_TAREAS POR REALIZAR_
- 1) Enumera los animales que se nombran en el fragmento sobre Christchurch.
- 2) Traduce al inglés esta oración del fragmento sobre Christchurch: "Nada de ese dolor se sentía en el ambiente de la calle, aunque se recordaba."
- 3) Retoma el fragmento sobre Christchurch y continúalo a partir de su última oración.

_FRAGMENTO SELECCIONADO_
_ _ _
Si querés conocer cómo trabajar en Nueva Zelanda sin la Working Holiday Visa, entrá ACÁ
¿Cómo habrá sido la Christchurch preterremotos? ¿La ciudad más grande de la isla sur habrá sida gris y estandarizada por dentro y verde y celeste por fuera como tantas otras ciudades neozelandesas? ¿O ya habrá tenido este espíritu colorido, artístico, innovador?
Christchurch sufrió 2 terremotos en 2010 y 2011, y hoy (sacando algunos edificios) no parece una ciudad que haya sido devastada, ni siquiera parece una ciudad que esté renaciendo sino una que ya renació. Y tuvo una reencarnación en un cuerpo alegre, que con la vivacidad latiendo en sus paredes quiere dejar atrás todo recuerdo del sufrimiento vivido en los últimos días de su vida anterior. El segundo terremoto ocurrió apenas 6 meses después del primero y fue mucho más desastroso, tiró abajo los edificios que habían sido dañados en el primero y que todavía no habían podido ser reparados y 185 personas murieron, de las cuales más de 130 lo hicieron en por el derrumbe del edificio Canterbury Television and Pyne Gould Corporation. Nada de ese dolor se sentía en el ambiente de la calle, aunque se recordaba.
Algo me había hecho ruido por los miles de kilómetros que recorrimos en nuestro road trip por la isla sur. Mientras avanzábamos en el auto y miraba los paisajes interminables con sucesiones de montañas, ríos, lagos, ovejas, vacas, patos, vacas en montañas, patos en lagos, ovejas en montañas, patos en ríos, lagos y montañas, montañas, lagos, patos, etc, pensaba que al viaje le faltaba algo.
_ _ _
_INFORMACIÓN PROPORCIONADA_
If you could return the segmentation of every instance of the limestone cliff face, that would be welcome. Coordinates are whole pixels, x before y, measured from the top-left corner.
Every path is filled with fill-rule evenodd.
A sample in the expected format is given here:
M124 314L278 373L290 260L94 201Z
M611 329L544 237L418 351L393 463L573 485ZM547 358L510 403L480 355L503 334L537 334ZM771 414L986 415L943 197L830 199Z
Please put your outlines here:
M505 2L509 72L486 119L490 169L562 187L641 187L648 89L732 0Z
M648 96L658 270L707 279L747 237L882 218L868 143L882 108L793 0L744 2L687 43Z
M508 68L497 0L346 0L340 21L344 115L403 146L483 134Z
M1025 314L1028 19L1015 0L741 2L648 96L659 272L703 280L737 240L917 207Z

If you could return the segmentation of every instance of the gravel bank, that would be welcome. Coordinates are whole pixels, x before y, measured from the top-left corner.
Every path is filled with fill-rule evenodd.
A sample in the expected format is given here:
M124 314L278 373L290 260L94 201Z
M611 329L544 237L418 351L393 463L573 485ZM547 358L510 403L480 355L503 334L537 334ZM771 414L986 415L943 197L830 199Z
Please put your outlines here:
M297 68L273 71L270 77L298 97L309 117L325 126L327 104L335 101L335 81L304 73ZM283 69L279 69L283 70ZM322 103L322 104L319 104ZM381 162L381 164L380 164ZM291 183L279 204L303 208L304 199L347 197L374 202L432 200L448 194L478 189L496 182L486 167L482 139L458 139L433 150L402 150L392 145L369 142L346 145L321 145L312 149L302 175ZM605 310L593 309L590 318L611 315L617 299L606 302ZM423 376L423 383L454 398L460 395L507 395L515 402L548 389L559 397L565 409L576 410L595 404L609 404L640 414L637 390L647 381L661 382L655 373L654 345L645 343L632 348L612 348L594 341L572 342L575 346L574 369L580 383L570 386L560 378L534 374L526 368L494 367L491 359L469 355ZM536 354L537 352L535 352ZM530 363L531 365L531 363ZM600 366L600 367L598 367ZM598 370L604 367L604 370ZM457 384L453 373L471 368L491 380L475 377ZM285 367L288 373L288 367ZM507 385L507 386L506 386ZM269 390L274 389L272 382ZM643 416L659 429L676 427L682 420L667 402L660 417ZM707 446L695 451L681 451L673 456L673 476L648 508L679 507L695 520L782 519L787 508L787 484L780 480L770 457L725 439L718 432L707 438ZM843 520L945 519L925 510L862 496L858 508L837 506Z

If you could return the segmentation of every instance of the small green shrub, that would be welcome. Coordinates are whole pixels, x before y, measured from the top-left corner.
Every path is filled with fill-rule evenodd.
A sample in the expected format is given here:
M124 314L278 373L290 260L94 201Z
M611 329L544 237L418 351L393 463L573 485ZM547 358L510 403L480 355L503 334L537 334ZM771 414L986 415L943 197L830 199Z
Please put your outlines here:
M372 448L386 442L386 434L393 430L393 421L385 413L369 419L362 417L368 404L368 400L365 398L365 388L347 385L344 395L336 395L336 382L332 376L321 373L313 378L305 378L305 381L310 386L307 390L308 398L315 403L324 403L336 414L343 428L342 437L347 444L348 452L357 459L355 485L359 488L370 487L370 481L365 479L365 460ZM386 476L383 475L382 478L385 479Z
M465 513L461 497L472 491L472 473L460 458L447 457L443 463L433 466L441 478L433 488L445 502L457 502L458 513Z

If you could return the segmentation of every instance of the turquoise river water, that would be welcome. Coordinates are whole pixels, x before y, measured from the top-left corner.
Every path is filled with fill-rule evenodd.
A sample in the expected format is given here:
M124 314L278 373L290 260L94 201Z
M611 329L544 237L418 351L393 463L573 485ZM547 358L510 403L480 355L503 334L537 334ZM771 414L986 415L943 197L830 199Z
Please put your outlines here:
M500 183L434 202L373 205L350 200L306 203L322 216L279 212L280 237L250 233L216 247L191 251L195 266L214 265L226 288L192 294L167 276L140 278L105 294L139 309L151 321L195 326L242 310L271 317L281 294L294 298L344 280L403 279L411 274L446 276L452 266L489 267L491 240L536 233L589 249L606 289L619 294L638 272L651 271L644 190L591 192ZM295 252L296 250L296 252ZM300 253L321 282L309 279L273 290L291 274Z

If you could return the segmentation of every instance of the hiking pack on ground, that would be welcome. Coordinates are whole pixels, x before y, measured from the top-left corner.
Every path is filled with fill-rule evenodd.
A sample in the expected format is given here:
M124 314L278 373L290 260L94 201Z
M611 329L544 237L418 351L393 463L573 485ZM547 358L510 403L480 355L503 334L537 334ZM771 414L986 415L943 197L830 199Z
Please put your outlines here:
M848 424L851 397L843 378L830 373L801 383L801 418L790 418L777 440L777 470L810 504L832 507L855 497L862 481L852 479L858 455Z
_ _ _
_RESPUESTAS POR TAREA_
- 1) ovejas, vacas, patos

- 2) None of that pain could be felt in the atmosphere of the street, though it was remembered.

- 3)
Cuando uno busca información sobre Nueva Zelanda entre las primeras páginas de internet, entre los folletos o donde sea, siempre va a encontrar algo relacionado con los maoríes, y nosotros, con excepción del hombre que nos paró a los gritos para darnos su bendición una de las primeras noches en Auckland y la hermosa experiencia que tuvimos con Moi, solo habíamos visto a los maoríes como hombres y mujeres tatuados que habían sido asimilados totalmente por la cultura occidental, pero en ningún lado veíamos que se hablara de su cultura o que se la contara o se la viviera.
Entonces, pensaba yo mientras montañas, lagos, ríos, etc, ¿dónde está la cultura, cómo hago para conocer un poco cómo son los kiwis y los maoríes? Christchurch no fue la respuesta, pero por lo menos me permitió abrir un poco la puerta y espiar una vida diferente en una país que parece estandarizado.
Por eso, por mostrarme algo diferente que no encontré en el resto del país, con esta ciudad de nombre tan complicado tuve un amor a primera vista. En un par de caminatas nos develó lugares que son todo lo que buscamos en una ciudad. La primera parada fue un parque repleto de adolescentes tirándose de toboganes y saltando en camas elásticas, y mi niño interior al querer copiarles se dio cuenta que aunque él es un niño interior el del exterior ya es un señor de 34 años que pisó mal, se cayó y se raspó las rodillas vergonzosamente frente a tres chicas que tenían menos de la mitad de su edad y que después de preguntar muy amablemente si estaba bien salieron corriendo para poder reírse como corresponde.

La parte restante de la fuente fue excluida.